1. An ecosystem in rude health
  2. Being tentacular and ill-disciplined
  3. PhD and MSc for the ill-disciplined
  4. Battle Cat(suit) for All for Industry 4.0
  5. OBE MBE CBE NDE
  6. Your President Will Change the World
  7. Neurodiversity: Actually Diverse and Divergent
  8. We’ll look out for one another

LINKS:

On 9 July, I presented 2050 on Zoom. This was part of Virtual Coffeehouse Conversation: Neurodiversity and the Future of Work. The invitation was a result of a well-received op-ed I wrote, on artistic and neurodivergent leadership in the Covid-19 recovery, and was organised by the Royal Society of Arts (RSA). Set up in 1847, the RSA is an organisation committed to finding practical solutions to social challenges. I have been a Fellow since 2014, and past Fellows include Charles Dickens, Benjamin Franklin, Karl Marx and Tim Berners-Lee. The session was attended by up to 130 people at a point. RSA Fellows aside, they include academics in Higher Education and theatre, curators, PhD students in neuroscience, activists in neurodiversity, media artists, neurodivergent technologists. The 60-minute event featured another speaker, and each of our 10-minute presentation was followed by discussions in breakout rooms, and a final open forum.

ENTRIES SHOWN:
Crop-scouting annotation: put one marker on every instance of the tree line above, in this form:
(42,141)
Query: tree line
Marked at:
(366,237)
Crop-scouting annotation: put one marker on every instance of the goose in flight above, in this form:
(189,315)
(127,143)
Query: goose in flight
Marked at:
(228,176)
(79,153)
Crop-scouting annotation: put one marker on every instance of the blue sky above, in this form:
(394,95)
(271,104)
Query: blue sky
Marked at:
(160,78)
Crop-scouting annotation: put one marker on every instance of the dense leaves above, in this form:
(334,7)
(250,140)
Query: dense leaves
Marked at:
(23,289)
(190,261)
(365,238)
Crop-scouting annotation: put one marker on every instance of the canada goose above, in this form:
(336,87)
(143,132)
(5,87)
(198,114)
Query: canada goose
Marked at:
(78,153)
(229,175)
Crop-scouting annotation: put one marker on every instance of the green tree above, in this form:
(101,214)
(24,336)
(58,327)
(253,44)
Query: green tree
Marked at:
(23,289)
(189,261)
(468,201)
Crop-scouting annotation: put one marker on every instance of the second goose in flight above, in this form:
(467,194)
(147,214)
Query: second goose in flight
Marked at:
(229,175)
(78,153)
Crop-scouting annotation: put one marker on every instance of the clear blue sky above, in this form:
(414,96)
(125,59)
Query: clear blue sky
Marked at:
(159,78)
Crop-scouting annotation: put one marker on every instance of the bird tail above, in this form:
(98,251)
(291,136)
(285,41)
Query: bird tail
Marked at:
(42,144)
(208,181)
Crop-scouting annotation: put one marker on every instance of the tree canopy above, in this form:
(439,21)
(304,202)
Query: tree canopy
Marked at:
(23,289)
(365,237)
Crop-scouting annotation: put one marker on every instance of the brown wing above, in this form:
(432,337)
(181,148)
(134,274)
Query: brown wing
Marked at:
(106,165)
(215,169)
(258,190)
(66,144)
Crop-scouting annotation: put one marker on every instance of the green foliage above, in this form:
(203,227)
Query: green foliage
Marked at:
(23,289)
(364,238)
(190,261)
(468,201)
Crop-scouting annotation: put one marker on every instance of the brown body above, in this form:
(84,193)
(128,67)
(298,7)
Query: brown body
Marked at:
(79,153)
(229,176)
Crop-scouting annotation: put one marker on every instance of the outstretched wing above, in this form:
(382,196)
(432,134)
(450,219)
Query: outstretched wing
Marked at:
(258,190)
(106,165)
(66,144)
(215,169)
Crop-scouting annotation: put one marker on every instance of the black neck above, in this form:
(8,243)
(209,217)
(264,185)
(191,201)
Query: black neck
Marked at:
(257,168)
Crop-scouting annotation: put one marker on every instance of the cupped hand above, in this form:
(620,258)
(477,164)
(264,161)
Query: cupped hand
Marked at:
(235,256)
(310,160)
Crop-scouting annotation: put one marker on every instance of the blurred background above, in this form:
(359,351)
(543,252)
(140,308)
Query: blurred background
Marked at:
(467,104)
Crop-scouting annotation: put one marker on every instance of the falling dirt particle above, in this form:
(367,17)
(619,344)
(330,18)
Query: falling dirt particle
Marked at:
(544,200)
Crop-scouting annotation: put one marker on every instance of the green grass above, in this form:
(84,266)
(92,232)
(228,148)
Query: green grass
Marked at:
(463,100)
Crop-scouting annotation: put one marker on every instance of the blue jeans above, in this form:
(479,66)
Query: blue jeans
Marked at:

EXERCISE REQUIREMENTS: Pick up the account of the Zoom talk on neurodiversity and the future of work and continue it after its final sentence.

EXPECTED OUTPUT:
Across 12 slides, I shared eight visions of the future. This was my creative, neurodivergent and decolonised interpretation and interrogation of RSA’s own outline of the future. Situated in the year 2050, my version celebrates – not ignore or punish –people with ‘non-standard’ cognitive, communication and learning modes, including those with dyslexia, Attention Deficit Hyperactivity Disorder (ADHD), autism and more, and how these intersects with race, class and gender. 2050 is snappy – fast-paced, as well as irritated and impatient with the socio-political injustices and hungry for change. Satirical and absurd, it is also angry and hopeful. Instead of OBE/MBE/CBE (‘Haven’t we had enough of the empire?’, I asked), I urged for NDE – NeuroDiversity medals of Excellence. By the next generation, HE should also finally stop failing or boring people with divergent learning approaches. Instead, it will reward interdisciplinarity and intellectual promiscuity with MASc and PhDs. Rather than penalising those who can’t read or write, or who cannot sit still, we will celebrate the next generations of Leonardo Da Vinci-s, whose dyslexia and ADHD are behind his prolificacy and polymathy (eg Catani and Mazzarello 2019; Røsstad 2002; Mangione and Maestro 2019). I also suggested that, in 30 years’ time, ‘neurodiversity’ will also be truly diversified, and we will stop using the excuse of the fight against ableism and neuro-normativity to perpetuate white privilege, racism and elitism, but celebrate people in all shades and interpretations, identifications and presentations of neurodiversities.

Reactions were highly-positive (below). Feedback in the form of 12 tweets, 6 emails and live chat reveal that concepts learnt invited further reflection and evaluation of issues around workplace discrimination, racism, and systemic change. There were also 4 new subscriptions to a network I co-lead on neurodiversity, an invitation to repeat the presentation, and another to be Co-Principal Investigator for an interdisciplinary funding bid on neurodiversity in adolescents to the Medical Research Council.